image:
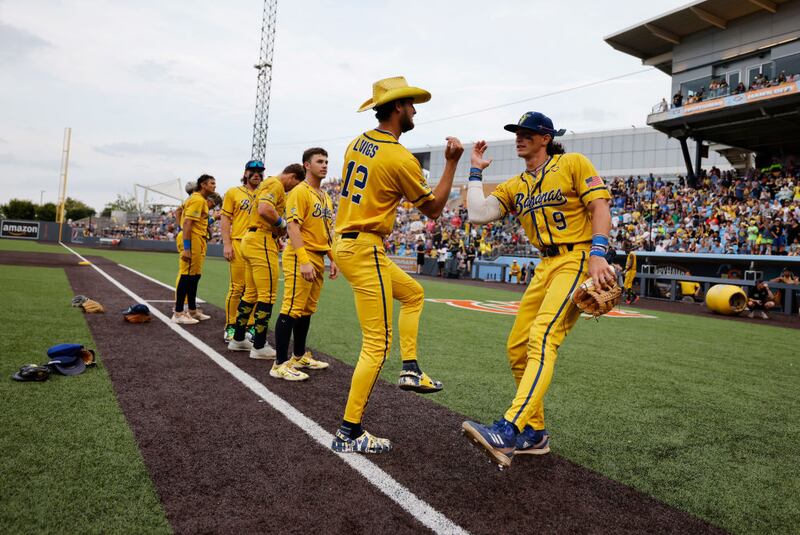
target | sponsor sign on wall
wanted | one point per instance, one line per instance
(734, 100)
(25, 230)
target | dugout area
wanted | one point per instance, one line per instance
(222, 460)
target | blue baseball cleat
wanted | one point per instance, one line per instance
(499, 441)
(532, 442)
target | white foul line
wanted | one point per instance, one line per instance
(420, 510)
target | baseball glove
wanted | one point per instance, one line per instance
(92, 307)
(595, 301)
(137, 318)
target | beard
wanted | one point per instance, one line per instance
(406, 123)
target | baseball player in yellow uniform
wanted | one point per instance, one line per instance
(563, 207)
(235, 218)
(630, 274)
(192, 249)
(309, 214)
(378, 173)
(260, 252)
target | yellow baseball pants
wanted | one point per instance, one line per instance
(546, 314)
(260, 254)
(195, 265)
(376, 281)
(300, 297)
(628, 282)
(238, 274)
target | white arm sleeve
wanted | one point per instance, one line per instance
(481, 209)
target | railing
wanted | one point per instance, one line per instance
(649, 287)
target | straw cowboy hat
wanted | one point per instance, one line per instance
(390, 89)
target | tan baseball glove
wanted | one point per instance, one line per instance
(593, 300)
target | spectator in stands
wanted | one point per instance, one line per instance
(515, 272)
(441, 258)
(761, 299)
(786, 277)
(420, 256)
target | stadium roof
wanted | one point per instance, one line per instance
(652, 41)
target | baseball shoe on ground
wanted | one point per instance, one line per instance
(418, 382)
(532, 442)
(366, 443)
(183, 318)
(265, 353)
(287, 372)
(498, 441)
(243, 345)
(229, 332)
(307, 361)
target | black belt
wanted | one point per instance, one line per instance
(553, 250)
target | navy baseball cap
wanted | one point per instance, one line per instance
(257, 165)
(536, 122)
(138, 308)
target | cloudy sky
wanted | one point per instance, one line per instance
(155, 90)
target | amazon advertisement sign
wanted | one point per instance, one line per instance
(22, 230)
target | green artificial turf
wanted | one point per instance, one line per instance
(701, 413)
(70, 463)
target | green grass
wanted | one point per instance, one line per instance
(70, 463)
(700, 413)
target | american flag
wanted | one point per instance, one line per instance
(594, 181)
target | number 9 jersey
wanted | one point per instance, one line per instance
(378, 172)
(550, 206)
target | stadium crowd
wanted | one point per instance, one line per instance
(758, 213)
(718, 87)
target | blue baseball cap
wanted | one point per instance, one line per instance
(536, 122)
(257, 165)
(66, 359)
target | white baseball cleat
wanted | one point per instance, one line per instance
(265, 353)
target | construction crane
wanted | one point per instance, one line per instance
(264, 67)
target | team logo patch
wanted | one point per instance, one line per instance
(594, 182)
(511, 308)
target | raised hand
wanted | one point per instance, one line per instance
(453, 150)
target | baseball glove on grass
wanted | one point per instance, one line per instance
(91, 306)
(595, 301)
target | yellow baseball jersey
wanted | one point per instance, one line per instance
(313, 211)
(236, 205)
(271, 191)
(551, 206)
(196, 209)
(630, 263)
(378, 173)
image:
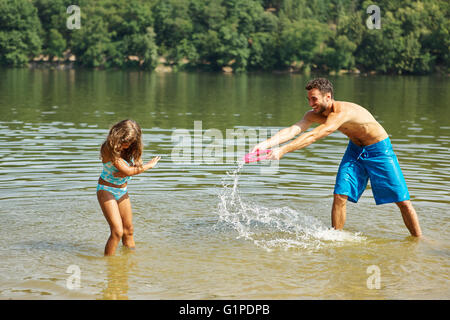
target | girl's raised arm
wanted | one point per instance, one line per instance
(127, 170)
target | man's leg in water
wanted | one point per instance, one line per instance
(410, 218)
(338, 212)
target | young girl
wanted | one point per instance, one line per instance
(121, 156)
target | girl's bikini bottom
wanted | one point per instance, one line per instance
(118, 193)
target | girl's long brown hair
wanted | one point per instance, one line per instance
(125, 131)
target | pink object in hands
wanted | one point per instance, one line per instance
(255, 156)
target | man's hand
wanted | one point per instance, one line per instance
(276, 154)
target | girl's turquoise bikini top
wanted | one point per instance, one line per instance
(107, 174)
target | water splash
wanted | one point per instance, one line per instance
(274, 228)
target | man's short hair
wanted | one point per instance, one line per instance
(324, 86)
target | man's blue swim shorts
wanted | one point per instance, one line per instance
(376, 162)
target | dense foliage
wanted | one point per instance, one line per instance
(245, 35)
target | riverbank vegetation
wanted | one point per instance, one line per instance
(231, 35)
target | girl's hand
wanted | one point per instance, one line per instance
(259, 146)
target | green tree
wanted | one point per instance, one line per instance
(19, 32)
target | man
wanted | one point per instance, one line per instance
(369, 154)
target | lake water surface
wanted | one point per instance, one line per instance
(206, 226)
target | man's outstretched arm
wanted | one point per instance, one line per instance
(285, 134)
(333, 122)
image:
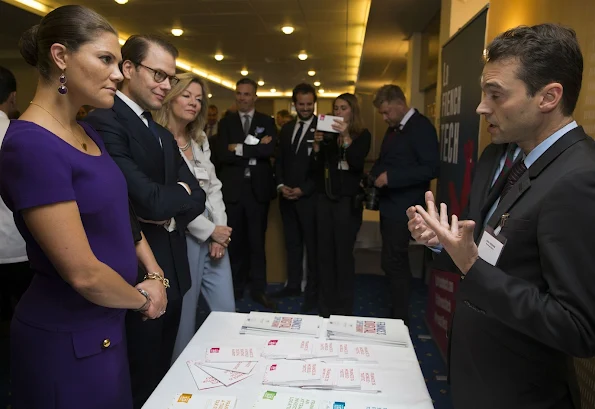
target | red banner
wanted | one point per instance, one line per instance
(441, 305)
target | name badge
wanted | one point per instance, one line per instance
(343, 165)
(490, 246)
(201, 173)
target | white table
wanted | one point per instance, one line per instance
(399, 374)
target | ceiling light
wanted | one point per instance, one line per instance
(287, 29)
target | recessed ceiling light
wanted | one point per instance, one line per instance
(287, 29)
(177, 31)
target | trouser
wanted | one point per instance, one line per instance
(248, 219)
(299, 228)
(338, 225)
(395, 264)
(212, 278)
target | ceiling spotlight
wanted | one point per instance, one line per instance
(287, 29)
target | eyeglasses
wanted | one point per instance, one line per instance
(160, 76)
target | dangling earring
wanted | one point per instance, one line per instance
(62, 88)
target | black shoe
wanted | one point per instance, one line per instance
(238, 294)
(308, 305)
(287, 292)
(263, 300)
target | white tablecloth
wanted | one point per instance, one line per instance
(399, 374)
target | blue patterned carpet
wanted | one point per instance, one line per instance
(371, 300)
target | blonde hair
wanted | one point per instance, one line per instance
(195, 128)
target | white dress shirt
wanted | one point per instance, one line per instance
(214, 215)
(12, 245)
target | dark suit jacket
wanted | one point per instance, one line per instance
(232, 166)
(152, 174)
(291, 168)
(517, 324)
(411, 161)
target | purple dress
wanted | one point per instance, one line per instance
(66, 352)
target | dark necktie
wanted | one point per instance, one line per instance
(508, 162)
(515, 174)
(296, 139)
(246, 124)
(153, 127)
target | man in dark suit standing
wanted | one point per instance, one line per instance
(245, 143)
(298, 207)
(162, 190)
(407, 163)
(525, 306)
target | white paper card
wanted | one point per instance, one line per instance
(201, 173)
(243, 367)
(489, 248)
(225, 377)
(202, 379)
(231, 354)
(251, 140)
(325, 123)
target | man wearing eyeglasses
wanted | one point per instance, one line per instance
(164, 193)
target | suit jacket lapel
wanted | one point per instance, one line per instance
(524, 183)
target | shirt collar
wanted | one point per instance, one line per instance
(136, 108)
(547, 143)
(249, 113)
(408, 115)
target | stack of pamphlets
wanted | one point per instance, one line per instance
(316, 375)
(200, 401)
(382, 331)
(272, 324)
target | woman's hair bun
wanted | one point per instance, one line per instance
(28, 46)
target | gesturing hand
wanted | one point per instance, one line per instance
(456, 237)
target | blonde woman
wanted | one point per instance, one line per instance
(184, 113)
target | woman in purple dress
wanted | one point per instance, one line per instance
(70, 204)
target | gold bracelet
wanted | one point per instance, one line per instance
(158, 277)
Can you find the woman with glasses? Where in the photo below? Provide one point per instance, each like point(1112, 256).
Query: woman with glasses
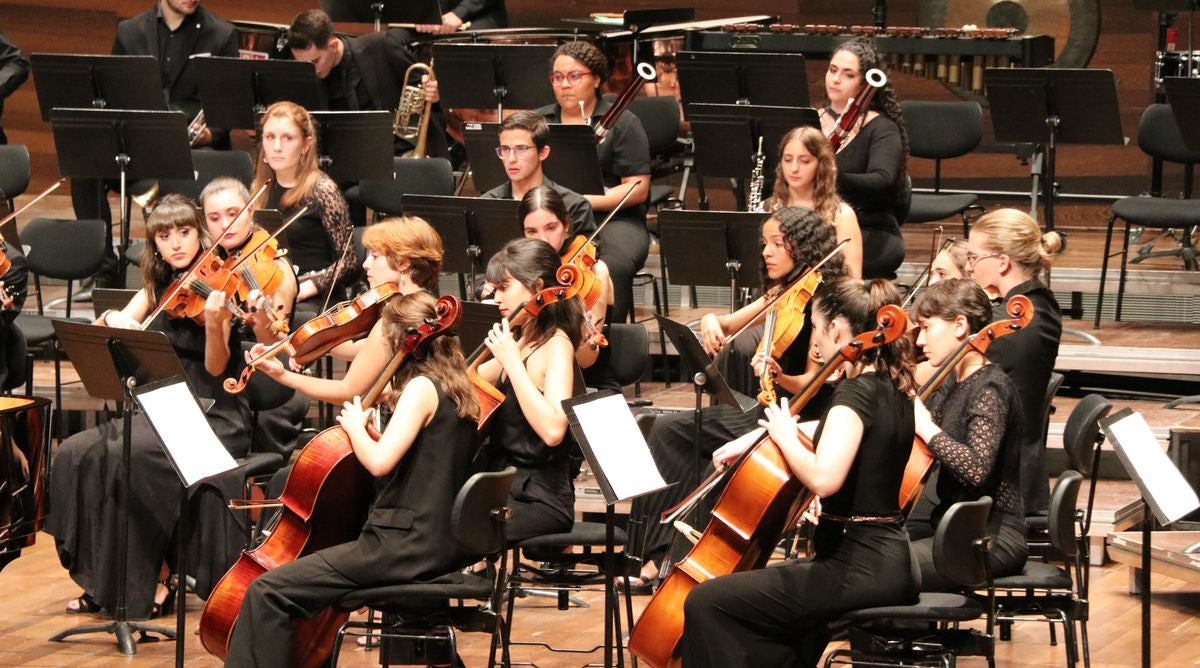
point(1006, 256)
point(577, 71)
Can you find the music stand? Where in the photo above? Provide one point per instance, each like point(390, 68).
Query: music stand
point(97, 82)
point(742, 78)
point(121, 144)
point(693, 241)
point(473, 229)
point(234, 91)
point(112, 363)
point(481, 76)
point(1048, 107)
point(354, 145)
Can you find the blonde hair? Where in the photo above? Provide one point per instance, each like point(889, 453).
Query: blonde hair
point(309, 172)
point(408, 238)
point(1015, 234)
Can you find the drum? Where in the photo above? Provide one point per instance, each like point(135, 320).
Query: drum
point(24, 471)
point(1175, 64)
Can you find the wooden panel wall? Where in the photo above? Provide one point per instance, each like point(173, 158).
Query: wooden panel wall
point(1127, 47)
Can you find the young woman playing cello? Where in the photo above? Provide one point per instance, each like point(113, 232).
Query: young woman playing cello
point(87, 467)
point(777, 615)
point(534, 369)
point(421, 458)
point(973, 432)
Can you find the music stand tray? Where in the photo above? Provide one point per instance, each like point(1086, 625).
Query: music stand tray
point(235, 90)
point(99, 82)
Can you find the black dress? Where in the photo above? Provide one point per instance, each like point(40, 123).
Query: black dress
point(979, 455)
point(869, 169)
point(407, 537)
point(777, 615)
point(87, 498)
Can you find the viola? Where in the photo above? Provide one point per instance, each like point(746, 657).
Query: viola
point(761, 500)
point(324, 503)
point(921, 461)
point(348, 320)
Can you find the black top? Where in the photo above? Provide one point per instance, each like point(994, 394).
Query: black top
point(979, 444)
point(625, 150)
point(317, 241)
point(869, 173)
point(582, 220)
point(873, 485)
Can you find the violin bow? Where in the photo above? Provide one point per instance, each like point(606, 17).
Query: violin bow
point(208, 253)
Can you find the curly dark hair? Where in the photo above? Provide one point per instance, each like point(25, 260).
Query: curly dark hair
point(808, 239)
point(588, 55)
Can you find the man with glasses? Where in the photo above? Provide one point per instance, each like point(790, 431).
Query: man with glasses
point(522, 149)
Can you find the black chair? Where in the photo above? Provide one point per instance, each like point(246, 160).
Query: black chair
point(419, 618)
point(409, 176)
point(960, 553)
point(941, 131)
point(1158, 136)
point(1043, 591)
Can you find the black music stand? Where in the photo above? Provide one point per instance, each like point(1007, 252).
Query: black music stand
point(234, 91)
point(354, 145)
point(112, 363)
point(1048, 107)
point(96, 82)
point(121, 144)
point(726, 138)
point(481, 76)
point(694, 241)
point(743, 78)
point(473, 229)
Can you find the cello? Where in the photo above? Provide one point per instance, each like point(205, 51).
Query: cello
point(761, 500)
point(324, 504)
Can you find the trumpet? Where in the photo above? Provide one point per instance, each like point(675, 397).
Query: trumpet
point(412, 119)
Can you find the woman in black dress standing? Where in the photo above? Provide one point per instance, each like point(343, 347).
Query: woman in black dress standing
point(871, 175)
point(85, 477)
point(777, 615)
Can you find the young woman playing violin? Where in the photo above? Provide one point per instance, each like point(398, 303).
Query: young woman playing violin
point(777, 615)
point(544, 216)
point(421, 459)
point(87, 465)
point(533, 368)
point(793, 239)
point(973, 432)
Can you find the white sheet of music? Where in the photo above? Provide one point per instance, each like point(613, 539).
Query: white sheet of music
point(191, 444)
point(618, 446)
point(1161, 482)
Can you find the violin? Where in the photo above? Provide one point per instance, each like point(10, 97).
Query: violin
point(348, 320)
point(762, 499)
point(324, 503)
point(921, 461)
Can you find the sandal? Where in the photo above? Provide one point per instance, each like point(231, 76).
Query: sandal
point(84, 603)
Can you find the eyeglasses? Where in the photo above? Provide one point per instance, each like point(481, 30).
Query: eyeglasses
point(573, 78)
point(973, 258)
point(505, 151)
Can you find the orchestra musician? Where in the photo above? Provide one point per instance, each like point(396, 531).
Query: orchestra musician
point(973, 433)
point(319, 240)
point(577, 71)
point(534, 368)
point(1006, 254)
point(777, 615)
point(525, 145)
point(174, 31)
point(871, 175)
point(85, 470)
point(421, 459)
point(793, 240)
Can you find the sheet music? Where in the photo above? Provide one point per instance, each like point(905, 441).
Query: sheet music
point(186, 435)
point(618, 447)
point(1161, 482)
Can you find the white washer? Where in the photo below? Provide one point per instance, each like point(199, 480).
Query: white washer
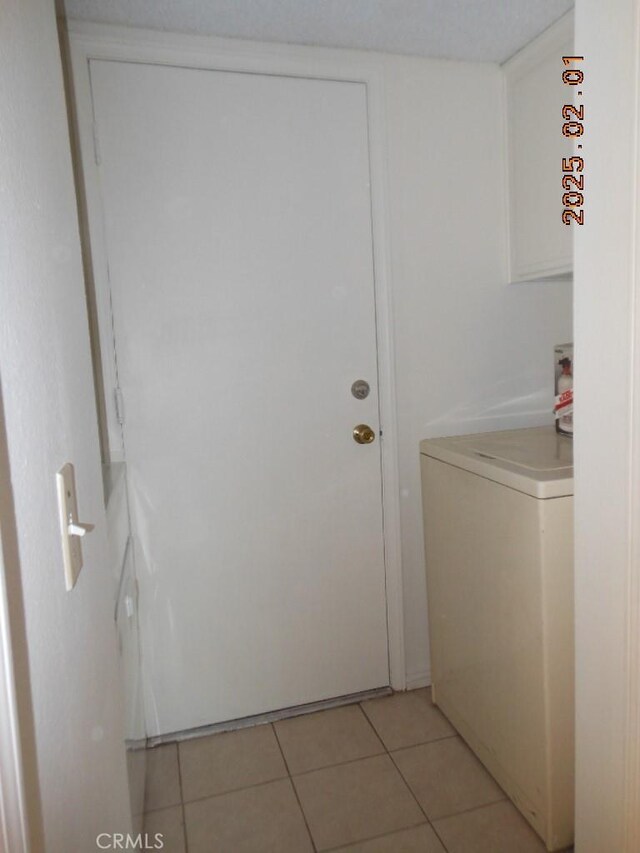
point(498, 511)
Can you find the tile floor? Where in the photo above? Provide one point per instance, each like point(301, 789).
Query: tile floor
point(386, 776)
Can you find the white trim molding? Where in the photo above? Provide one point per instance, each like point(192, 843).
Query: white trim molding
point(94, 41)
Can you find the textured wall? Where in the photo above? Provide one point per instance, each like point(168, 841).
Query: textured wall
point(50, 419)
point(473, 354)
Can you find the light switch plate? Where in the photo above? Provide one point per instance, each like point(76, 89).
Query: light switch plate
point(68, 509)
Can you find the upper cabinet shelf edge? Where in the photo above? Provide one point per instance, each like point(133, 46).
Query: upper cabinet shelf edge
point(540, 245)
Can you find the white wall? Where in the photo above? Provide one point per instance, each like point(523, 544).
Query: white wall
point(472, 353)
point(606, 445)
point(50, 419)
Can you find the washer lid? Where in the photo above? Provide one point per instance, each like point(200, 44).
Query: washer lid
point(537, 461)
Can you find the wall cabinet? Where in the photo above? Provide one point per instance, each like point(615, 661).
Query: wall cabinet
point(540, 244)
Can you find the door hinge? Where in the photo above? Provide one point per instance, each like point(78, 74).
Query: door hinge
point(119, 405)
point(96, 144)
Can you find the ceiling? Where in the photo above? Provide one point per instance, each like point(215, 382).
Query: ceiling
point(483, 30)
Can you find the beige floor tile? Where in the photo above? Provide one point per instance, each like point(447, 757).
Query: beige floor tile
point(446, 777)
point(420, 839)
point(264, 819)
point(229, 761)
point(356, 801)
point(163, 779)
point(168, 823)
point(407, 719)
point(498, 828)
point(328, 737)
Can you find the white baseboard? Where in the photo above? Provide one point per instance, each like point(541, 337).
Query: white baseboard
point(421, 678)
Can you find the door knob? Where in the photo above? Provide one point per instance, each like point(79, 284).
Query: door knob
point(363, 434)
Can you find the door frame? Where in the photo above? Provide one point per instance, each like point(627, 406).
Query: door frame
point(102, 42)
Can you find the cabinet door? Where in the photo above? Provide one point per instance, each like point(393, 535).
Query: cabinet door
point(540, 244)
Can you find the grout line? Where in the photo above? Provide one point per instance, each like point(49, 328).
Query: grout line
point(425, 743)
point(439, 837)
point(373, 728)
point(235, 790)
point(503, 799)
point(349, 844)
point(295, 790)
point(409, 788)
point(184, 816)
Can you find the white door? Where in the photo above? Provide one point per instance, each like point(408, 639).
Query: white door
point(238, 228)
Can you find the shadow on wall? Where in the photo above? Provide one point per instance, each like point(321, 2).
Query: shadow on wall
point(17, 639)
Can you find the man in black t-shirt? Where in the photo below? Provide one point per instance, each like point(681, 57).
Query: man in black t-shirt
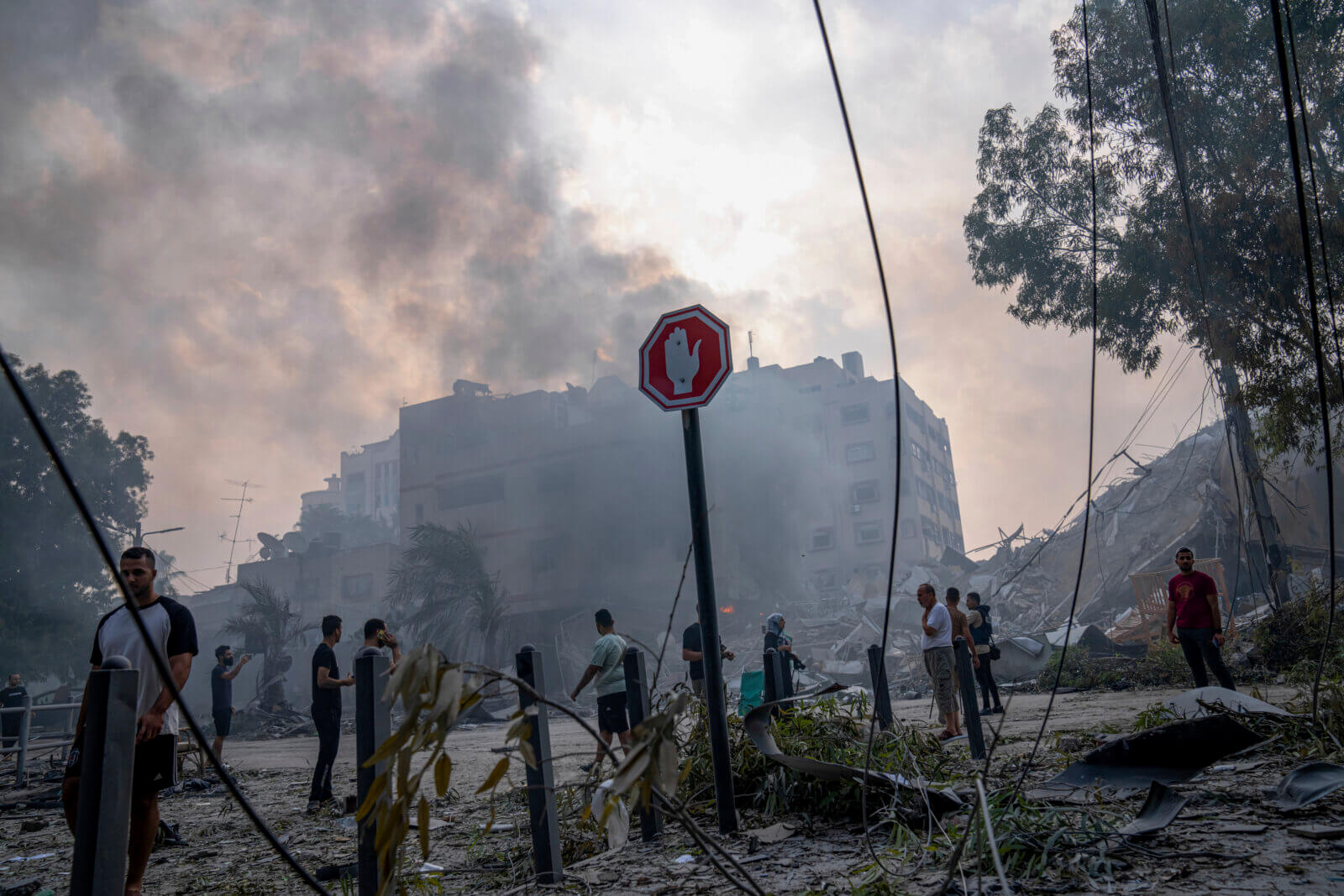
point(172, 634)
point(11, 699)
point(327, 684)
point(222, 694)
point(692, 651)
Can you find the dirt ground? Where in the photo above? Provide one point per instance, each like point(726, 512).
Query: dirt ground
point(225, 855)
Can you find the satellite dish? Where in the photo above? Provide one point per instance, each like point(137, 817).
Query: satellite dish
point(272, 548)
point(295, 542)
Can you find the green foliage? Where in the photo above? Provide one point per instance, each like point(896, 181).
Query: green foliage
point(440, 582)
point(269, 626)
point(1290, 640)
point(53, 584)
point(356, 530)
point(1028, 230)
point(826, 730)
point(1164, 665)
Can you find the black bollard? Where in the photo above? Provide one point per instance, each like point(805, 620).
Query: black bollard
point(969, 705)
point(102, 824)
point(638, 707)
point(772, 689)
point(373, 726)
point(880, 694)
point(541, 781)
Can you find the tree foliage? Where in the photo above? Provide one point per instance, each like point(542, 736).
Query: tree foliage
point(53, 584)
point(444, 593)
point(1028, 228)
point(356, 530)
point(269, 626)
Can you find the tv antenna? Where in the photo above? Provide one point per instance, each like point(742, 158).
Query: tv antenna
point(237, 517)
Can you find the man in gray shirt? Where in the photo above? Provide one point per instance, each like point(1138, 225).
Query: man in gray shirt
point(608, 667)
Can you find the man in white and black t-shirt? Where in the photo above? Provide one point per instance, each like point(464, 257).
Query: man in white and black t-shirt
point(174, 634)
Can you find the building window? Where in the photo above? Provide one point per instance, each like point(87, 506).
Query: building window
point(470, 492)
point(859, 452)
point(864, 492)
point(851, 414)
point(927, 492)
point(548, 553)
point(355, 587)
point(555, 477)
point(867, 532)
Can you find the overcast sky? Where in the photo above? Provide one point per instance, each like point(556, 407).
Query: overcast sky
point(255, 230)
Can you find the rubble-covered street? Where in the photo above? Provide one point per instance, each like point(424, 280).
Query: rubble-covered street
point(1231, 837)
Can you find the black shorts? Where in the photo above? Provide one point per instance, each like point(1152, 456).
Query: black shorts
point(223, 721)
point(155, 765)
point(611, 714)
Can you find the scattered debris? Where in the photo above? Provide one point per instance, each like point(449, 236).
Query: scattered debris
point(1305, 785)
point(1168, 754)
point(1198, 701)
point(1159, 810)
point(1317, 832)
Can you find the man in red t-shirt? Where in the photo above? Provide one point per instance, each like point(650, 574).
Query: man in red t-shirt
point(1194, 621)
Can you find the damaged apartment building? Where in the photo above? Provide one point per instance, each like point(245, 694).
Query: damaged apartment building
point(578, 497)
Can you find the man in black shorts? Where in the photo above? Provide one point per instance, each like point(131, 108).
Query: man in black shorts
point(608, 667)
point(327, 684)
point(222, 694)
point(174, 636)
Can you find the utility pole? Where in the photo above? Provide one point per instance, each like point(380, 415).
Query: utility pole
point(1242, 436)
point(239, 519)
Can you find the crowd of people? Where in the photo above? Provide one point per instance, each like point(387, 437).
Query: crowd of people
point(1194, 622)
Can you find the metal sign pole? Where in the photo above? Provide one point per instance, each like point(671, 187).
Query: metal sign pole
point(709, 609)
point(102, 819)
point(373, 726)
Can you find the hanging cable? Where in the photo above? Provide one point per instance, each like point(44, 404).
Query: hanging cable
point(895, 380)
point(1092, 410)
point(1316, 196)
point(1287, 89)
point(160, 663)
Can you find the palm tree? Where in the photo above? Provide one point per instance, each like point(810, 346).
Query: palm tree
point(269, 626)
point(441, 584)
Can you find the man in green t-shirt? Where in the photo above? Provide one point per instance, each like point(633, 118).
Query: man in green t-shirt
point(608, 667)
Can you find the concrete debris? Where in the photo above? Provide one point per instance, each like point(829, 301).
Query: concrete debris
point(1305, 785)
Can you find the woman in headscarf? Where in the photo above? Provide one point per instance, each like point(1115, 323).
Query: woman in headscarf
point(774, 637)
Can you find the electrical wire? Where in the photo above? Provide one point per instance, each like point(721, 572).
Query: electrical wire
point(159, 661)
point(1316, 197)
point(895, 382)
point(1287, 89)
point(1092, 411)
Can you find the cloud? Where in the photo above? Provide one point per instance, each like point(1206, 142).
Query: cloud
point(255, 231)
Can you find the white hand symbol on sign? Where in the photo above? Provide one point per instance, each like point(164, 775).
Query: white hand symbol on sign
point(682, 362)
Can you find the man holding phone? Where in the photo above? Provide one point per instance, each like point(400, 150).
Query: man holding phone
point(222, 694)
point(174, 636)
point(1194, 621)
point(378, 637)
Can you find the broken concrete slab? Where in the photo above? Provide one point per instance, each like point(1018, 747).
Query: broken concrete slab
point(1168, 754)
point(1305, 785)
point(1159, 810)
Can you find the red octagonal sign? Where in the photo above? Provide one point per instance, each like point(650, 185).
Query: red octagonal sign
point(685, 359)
----------
■ WHAT THE EXERCISE ASKS
Count, in the data above, the lines that hold "raised". Return only that count.

■ EXERCISE ANSWER
2